• The task: Filter the entries down to the lines containing "wall", and copy those lines.
═════ Extracted information ═════
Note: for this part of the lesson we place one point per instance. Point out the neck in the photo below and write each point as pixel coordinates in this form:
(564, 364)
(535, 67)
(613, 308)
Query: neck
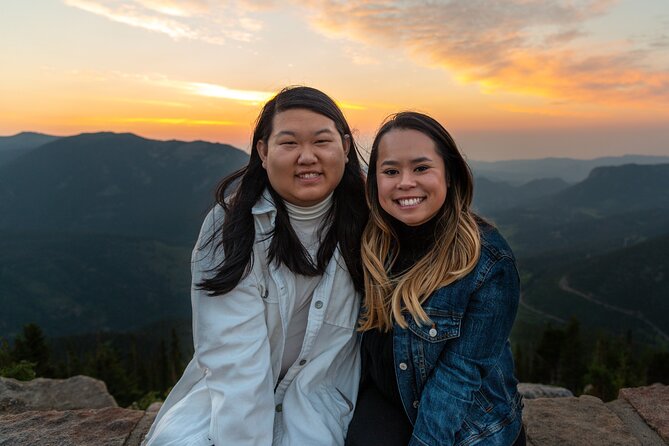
(414, 242)
(302, 213)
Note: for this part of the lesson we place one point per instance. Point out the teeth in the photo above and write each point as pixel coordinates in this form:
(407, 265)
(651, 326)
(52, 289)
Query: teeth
(309, 175)
(409, 201)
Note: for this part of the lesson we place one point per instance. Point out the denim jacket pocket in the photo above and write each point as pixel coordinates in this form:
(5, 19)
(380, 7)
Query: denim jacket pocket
(444, 326)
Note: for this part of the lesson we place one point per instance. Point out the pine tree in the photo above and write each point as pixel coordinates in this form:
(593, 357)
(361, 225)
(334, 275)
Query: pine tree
(548, 356)
(31, 346)
(571, 365)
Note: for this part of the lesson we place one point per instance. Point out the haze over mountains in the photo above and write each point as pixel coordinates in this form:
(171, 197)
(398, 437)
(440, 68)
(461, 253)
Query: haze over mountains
(96, 232)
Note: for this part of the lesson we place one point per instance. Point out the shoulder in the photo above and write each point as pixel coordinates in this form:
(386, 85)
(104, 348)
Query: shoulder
(494, 246)
(496, 254)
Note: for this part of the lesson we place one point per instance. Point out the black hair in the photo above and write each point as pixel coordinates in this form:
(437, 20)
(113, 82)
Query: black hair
(342, 225)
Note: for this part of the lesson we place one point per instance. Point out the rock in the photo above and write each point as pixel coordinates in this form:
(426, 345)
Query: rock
(636, 424)
(574, 421)
(652, 404)
(94, 427)
(142, 428)
(78, 392)
(531, 391)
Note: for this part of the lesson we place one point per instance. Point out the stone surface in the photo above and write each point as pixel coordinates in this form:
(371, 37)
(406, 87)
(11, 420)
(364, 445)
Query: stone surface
(574, 421)
(634, 422)
(531, 391)
(652, 404)
(78, 392)
(99, 427)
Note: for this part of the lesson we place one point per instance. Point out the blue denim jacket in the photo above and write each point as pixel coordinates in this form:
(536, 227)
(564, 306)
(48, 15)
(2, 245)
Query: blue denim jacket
(455, 375)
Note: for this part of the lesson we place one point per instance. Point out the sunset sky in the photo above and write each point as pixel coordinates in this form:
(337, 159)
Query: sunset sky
(509, 79)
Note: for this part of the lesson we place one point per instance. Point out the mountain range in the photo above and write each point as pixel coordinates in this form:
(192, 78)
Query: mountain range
(96, 231)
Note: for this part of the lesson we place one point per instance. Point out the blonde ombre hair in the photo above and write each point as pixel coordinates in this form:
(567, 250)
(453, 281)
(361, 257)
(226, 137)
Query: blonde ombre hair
(457, 239)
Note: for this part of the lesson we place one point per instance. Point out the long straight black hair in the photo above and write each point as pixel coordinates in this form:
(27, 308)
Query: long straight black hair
(344, 222)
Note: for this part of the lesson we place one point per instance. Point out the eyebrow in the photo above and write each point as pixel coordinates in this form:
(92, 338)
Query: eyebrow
(291, 133)
(421, 159)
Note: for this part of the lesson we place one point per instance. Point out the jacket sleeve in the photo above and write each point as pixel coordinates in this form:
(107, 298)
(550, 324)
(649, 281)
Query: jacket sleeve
(232, 350)
(467, 359)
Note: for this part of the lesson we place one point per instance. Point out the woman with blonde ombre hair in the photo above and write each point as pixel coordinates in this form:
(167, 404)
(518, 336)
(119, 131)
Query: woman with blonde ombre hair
(441, 294)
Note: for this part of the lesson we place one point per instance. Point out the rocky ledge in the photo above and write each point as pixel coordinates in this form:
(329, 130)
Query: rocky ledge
(79, 411)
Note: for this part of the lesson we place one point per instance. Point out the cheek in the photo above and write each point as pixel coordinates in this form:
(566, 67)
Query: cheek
(383, 194)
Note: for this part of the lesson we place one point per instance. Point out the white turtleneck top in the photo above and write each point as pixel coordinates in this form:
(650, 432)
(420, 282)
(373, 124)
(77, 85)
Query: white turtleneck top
(305, 221)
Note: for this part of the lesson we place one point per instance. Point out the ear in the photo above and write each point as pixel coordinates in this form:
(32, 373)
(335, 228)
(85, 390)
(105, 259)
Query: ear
(347, 143)
(261, 148)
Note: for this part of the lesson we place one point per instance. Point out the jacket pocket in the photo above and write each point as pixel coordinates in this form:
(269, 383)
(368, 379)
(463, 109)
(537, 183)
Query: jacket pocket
(444, 326)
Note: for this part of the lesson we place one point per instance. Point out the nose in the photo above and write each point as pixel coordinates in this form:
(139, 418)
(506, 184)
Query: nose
(406, 181)
(307, 155)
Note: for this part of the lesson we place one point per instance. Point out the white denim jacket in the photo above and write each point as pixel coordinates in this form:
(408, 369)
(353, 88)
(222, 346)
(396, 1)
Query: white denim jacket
(230, 392)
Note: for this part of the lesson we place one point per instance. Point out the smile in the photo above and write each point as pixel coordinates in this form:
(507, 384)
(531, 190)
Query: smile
(410, 201)
(309, 175)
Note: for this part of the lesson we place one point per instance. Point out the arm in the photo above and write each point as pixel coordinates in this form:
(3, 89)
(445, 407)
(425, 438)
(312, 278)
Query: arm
(466, 360)
(232, 349)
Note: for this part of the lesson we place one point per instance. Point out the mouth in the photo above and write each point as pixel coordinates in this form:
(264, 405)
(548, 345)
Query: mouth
(410, 201)
(308, 175)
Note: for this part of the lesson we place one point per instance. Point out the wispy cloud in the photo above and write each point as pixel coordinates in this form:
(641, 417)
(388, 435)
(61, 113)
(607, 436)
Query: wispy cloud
(219, 91)
(519, 46)
(214, 22)
(174, 121)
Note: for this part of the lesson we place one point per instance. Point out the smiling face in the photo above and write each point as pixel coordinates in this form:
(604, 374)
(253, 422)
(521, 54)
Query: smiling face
(410, 176)
(304, 156)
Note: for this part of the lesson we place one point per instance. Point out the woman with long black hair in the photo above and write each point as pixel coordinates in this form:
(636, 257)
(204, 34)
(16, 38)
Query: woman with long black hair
(276, 281)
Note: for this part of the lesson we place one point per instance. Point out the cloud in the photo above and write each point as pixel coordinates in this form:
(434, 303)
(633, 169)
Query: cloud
(518, 46)
(214, 22)
(174, 121)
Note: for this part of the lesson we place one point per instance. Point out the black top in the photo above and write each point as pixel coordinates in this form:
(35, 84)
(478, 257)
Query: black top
(377, 347)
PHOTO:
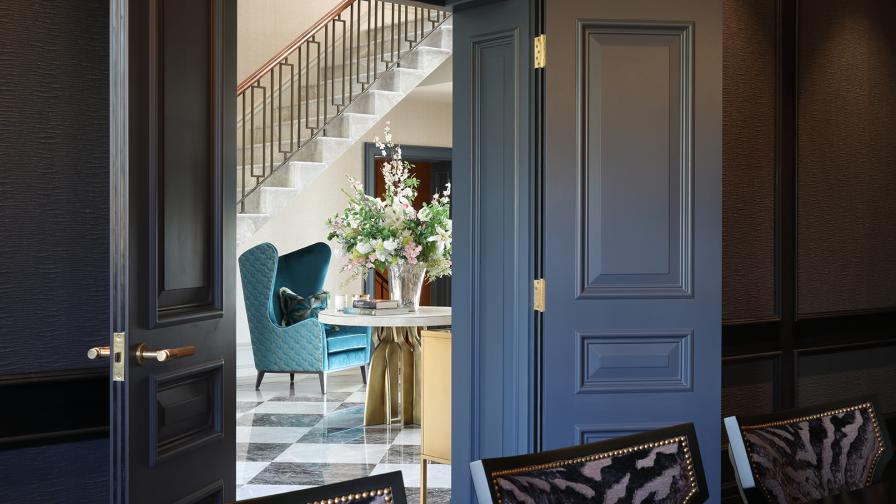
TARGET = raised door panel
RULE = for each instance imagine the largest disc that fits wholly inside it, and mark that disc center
(636, 166)
(491, 209)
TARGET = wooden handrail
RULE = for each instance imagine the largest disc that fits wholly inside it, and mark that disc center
(304, 37)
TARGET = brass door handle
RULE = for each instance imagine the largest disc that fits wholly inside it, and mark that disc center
(98, 353)
(166, 354)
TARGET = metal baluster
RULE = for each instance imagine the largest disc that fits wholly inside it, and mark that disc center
(382, 52)
(264, 146)
(243, 199)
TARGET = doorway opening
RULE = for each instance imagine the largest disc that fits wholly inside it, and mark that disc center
(309, 428)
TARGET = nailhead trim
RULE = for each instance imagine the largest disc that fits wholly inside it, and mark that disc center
(680, 440)
(839, 411)
(387, 492)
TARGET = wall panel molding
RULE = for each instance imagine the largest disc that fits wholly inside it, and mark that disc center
(591, 433)
(185, 410)
(658, 171)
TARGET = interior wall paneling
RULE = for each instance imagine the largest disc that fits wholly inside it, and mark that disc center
(835, 217)
(491, 286)
(846, 155)
(54, 215)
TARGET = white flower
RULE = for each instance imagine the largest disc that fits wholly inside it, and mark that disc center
(390, 245)
(442, 237)
(393, 217)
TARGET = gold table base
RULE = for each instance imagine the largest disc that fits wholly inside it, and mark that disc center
(393, 382)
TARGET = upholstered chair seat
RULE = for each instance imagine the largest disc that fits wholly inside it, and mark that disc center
(306, 346)
(655, 467)
(801, 456)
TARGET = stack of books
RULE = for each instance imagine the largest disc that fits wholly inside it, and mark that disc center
(375, 307)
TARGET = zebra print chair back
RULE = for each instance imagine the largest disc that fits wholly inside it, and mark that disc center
(804, 455)
(657, 467)
(386, 488)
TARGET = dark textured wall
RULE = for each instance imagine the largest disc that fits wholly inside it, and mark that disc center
(847, 156)
(748, 266)
(809, 211)
(54, 228)
(54, 196)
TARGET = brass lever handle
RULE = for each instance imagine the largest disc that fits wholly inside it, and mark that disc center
(143, 353)
(98, 353)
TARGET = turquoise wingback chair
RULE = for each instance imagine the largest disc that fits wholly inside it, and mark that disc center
(308, 346)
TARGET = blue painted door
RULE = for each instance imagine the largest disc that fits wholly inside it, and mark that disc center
(632, 221)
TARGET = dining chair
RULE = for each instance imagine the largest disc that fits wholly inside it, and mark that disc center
(658, 466)
(803, 455)
(386, 488)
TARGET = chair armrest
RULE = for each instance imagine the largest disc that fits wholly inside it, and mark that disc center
(480, 482)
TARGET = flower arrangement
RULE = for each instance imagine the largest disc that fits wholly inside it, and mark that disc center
(385, 232)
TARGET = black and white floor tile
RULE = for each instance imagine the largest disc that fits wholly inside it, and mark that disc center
(291, 437)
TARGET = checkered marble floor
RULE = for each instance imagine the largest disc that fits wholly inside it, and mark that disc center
(291, 437)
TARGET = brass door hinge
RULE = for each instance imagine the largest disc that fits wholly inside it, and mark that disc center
(538, 291)
(540, 51)
(119, 356)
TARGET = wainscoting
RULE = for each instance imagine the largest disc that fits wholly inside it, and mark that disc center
(809, 217)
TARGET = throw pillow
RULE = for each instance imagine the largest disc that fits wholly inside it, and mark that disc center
(296, 308)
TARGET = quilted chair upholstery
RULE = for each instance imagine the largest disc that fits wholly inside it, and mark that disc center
(304, 347)
(805, 455)
(656, 467)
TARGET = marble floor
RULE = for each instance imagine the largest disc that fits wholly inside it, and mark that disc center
(291, 437)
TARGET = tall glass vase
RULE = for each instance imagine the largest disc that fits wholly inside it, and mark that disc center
(405, 284)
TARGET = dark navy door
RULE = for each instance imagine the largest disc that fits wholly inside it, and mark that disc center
(632, 220)
(173, 251)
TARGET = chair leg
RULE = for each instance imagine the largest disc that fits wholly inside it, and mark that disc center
(323, 382)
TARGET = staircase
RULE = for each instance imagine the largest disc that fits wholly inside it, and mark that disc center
(302, 110)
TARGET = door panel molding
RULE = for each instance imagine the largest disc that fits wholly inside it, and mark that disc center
(185, 410)
(185, 169)
(635, 361)
(591, 433)
(55, 406)
(492, 404)
(210, 494)
(607, 177)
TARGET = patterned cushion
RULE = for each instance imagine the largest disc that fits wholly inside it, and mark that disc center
(808, 458)
(296, 308)
(655, 473)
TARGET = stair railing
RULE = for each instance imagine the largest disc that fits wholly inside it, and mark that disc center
(296, 95)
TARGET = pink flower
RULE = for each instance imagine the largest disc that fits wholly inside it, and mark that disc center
(411, 251)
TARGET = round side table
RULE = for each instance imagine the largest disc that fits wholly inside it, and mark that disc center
(395, 363)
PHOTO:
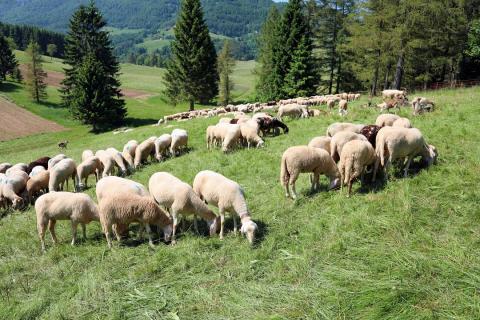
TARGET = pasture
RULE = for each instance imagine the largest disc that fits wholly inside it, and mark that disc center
(402, 250)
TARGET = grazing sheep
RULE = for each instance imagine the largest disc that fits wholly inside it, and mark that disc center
(343, 126)
(43, 162)
(249, 131)
(355, 157)
(60, 173)
(92, 165)
(87, 154)
(402, 122)
(79, 208)
(162, 145)
(143, 151)
(321, 142)
(179, 141)
(401, 143)
(386, 119)
(298, 159)
(179, 198)
(228, 196)
(37, 184)
(53, 161)
(339, 140)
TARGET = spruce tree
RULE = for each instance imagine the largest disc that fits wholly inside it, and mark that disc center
(87, 39)
(226, 63)
(35, 76)
(192, 72)
(8, 62)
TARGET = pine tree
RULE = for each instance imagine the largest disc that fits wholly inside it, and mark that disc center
(35, 76)
(87, 39)
(226, 63)
(192, 72)
(8, 62)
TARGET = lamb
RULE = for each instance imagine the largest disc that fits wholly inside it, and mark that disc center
(60, 173)
(339, 140)
(53, 161)
(79, 208)
(38, 183)
(228, 196)
(402, 122)
(343, 126)
(400, 143)
(355, 157)
(298, 159)
(386, 119)
(162, 144)
(39, 162)
(179, 198)
(92, 165)
(107, 163)
(321, 142)
(87, 154)
(249, 131)
(179, 141)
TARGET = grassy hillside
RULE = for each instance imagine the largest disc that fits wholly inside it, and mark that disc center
(404, 250)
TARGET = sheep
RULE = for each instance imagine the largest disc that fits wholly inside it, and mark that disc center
(53, 161)
(249, 131)
(43, 162)
(177, 196)
(292, 110)
(162, 145)
(38, 183)
(339, 140)
(402, 122)
(4, 167)
(228, 196)
(386, 119)
(87, 154)
(355, 157)
(298, 159)
(92, 165)
(60, 173)
(118, 159)
(107, 163)
(400, 143)
(79, 208)
(321, 142)
(343, 126)
(179, 141)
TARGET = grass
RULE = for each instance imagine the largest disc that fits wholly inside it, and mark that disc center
(407, 250)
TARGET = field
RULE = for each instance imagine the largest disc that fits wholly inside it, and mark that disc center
(404, 250)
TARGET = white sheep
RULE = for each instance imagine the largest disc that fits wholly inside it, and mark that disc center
(322, 142)
(339, 140)
(79, 208)
(162, 145)
(60, 173)
(401, 143)
(179, 198)
(355, 157)
(228, 196)
(299, 159)
(343, 126)
(179, 141)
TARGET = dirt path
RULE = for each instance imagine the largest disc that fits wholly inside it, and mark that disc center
(17, 122)
(55, 78)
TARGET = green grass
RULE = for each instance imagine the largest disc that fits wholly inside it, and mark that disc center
(404, 251)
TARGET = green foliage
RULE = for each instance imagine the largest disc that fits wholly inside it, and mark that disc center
(91, 85)
(35, 76)
(192, 71)
(226, 63)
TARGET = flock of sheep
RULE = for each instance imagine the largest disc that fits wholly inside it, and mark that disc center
(343, 155)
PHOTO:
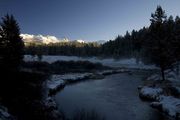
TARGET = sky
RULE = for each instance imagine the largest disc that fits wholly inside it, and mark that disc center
(89, 20)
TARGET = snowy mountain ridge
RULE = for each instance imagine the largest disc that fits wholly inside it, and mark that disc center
(46, 39)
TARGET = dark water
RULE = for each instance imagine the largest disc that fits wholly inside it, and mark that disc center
(115, 97)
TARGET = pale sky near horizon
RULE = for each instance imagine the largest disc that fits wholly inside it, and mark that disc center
(84, 19)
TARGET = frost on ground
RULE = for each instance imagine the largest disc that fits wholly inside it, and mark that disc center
(75, 76)
(127, 63)
(51, 107)
(150, 93)
(55, 83)
(4, 115)
(163, 99)
(168, 105)
(170, 75)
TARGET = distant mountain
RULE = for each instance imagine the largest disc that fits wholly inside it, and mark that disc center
(79, 41)
(27, 38)
(101, 41)
(46, 39)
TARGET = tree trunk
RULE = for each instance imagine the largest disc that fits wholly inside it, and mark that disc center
(162, 73)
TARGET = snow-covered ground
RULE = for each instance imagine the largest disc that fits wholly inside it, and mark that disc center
(127, 63)
(4, 115)
(167, 104)
(150, 93)
(59, 81)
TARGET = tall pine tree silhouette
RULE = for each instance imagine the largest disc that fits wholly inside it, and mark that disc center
(11, 44)
(160, 43)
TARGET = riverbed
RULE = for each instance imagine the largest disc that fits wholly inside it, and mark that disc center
(115, 97)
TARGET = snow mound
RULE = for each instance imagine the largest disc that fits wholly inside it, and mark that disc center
(150, 93)
(170, 75)
(168, 105)
(55, 82)
(75, 76)
(4, 115)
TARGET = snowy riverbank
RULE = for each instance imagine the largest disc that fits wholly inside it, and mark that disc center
(57, 82)
(165, 95)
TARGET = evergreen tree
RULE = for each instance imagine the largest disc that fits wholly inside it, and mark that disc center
(159, 45)
(11, 44)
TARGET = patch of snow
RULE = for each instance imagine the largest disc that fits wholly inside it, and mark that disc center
(150, 93)
(4, 115)
(55, 82)
(170, 75)
(75, 76)
(168, 105)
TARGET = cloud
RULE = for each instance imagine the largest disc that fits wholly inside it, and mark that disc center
(27, 38)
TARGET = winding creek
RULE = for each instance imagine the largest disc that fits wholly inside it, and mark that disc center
(115, 97)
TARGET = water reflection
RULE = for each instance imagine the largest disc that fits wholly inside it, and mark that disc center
(115, 97)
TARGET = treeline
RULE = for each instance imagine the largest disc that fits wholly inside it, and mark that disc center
(132, 44)
(158, 43)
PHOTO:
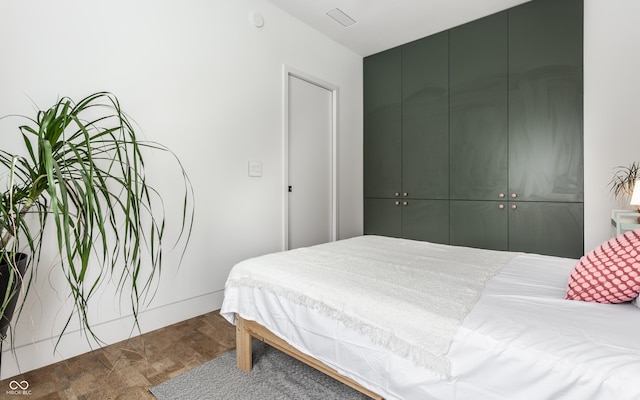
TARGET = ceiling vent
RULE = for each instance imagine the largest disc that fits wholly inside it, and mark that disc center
(342, 18)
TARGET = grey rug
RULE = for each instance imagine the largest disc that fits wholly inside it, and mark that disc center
(275, 375)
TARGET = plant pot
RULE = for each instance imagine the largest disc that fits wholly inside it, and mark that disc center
(21, 265)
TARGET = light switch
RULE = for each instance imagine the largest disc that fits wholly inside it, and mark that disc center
(255, 168)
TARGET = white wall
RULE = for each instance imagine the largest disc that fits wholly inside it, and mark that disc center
(199, 77)
(611, 105)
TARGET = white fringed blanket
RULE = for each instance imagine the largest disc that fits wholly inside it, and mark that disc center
(407, 296)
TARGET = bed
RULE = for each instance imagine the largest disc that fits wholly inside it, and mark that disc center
(402, 319)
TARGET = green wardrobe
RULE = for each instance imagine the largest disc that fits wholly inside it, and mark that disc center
(473, 136)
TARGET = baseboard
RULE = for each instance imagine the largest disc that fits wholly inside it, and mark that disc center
(40, 354)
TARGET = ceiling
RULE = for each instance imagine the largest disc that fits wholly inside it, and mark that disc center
(383, 24)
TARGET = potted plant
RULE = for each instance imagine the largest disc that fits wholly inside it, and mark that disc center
(623, 182)
(81, 169)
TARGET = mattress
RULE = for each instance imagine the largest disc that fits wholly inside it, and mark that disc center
(521, 339)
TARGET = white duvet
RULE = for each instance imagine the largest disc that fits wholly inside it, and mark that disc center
(521, 340)
(365, 281)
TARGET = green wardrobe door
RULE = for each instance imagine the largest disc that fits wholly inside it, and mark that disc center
(425, 121)
(481, 224)
(426, 220)
(382, 124)
(551, 228)
(545, 101)
(382, 217)
(478, 109)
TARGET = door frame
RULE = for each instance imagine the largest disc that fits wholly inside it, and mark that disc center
(292, 72)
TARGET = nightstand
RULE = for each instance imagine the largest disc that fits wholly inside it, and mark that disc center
(624, 220)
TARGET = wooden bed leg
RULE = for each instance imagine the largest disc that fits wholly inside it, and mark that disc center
(243, 345)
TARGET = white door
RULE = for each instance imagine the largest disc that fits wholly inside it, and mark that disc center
(310, 137)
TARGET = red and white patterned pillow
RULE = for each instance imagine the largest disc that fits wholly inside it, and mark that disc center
(610, 273)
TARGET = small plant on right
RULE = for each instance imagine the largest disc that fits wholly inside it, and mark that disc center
(623, 182)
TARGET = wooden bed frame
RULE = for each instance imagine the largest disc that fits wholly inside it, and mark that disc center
(247, 330)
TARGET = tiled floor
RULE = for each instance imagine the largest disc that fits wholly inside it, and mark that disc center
(128, 369)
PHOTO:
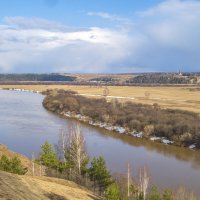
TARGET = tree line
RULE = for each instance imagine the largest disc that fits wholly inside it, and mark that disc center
(68, 159)
(182, 127)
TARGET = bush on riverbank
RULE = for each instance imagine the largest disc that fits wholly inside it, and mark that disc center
(183, 127)
(12, 165)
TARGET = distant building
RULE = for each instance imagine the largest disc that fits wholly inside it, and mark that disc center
(180, 73)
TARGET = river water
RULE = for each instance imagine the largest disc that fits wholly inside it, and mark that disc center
(25, 125)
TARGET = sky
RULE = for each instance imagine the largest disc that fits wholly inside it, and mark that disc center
(99, 36)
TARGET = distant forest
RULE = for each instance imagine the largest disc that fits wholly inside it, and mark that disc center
(183, 127)
(163, 78)
(35, 77)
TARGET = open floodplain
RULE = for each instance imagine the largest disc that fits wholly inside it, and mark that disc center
(173, 97)
(25, 125)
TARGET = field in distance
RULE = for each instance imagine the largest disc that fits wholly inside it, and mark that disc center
(182, 97)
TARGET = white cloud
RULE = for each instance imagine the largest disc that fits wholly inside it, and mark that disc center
(163, 38)
(45, 46)
(110, 17)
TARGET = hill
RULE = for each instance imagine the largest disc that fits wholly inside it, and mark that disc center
(17, 187)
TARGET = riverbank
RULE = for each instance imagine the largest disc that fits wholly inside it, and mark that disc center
(171, 97)
(61, 102)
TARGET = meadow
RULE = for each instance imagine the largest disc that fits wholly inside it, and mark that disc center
(174, 97)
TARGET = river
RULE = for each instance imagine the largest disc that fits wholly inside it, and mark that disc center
(25, 125)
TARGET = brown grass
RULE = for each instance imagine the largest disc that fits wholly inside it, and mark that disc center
(167, 97)
(27, 187)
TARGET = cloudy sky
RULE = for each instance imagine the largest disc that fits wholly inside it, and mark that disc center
(108, 36)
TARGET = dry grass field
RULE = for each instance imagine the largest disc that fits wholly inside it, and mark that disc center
(167, 97)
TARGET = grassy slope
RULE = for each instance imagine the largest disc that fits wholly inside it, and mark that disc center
(16, 187)
(26, 187)
(167, 97)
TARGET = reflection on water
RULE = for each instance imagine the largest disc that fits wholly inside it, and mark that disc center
(25, 125)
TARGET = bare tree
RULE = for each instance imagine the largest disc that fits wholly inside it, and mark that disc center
(183, 194)
(128, 179)
(106, 91)
(143, 181)
(71, 149)
(78, 150)
(33, 164)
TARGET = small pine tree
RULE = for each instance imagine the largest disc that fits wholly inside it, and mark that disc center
(12, 165)
(167, 195)
(154, 195)
(112, 192)
(99, 173)
(48, 155)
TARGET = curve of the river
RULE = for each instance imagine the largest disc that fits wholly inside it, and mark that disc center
(25, 125)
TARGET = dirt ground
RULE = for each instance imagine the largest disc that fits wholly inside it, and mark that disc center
(15, 187)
═════
• Solution for this problem:
TARGET = wall panel molding
TARGET = interior wall paneling
TARGET = dark textured wall
TARGET = white wall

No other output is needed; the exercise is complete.